Give every line of the records exactly, please, from the first up to and including the one containing "Category: dry streambed".

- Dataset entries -
───

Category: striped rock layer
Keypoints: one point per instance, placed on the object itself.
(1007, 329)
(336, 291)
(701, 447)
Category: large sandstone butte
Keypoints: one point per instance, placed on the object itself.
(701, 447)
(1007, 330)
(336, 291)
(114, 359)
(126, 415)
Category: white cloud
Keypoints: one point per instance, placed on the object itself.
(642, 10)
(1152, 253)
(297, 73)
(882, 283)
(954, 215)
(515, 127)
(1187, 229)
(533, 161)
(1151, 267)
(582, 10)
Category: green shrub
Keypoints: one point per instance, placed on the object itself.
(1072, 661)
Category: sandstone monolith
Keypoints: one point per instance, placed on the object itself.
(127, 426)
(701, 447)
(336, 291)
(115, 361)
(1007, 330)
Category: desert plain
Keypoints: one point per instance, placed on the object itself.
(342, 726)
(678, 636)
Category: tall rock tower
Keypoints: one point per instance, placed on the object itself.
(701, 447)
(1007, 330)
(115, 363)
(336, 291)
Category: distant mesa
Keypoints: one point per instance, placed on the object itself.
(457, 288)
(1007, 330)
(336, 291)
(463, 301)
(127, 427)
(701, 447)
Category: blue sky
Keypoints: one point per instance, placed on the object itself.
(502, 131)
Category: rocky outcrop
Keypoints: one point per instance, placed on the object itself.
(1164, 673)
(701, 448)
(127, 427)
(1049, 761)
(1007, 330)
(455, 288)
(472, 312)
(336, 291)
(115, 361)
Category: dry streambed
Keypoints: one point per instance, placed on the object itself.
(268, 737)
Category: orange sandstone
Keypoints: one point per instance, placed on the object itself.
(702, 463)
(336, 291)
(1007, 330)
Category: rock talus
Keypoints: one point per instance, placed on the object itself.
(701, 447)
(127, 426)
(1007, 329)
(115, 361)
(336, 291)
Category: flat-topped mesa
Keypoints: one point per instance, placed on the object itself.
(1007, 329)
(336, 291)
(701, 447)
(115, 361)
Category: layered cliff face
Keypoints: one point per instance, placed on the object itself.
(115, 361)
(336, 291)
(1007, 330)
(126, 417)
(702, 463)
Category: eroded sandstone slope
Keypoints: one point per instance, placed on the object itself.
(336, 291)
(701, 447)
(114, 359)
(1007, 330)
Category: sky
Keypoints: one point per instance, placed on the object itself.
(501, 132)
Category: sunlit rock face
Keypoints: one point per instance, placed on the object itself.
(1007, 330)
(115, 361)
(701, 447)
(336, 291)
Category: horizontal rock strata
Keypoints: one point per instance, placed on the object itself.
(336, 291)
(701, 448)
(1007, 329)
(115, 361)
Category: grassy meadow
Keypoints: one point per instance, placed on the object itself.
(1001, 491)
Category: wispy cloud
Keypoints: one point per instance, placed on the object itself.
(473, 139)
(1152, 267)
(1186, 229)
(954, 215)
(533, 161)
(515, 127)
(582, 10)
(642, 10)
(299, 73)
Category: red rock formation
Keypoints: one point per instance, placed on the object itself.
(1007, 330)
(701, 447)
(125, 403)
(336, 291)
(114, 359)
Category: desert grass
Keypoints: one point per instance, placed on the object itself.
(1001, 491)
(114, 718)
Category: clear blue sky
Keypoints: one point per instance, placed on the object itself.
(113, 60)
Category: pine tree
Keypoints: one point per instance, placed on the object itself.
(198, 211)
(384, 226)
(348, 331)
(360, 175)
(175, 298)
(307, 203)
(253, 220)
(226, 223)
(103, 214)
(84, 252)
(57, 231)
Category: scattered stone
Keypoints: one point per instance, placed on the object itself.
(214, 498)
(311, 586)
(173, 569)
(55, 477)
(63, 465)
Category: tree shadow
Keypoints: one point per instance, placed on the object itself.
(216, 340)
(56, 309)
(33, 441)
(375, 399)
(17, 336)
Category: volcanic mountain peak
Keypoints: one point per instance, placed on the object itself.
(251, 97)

───

- Exercise solution -
Category: striped rock layer
Keypoints: one point per instance, placed on the object itself.
(1007, 329)
(336, 291)
(701, 447)
Category: large sandstone butte
Keypoints: one point per instance, placed on the object itself.
(701, 447)
(1007, 330)
(336, 291)
(114, 359)
(126, 415)
Category: white cloud
Keypoints: one point per instance, placed on the object itself.
(642, 10)
(1152, 253)
(297, 73)
(882, 283)
(954, 215)
(515, 127)
(1187, 229)
(533, 161)
(1151, 267)
(582, 10)
Category: green shrub
Keypoints: one point per instance, placed on the object itself.
(1072, 661)
Category: sandstone monolith
Keypoints: one point per instance, placed on the object itself.
(127, 426)
(701, 447)
(336, 291)
(115, 361)
(1007, 330)
Category: desert plain
Keypoints: one point per instance, placed on the object itself.
(342, 726)
(678, 636)
Category: tall rock tower
Keypoints: one point per instance, placed on the object itself.
(701, 447)
(1007, 330)
(115, 363)
(336, 291)
Category: distant mesa
Keypoints: one point per instance, placed on the object itself.
(457, 288)
(1007, 330)
(336, 291)
(463, 301)
(127, 427)
(701, 447)
Category: blue sky
Keypoints: one point per instance, placed on the object itself.
(502, 131)
Category: rocky outcrop
Keypoints: one point per instance, placed on the object itself.
(1164, 673)
(701, 448)
(127, 427)
(1049, 761)
(1007, 330)
(455, 288)
(472, 312)
(336, 291)
(115, 361)
Category: dry streambed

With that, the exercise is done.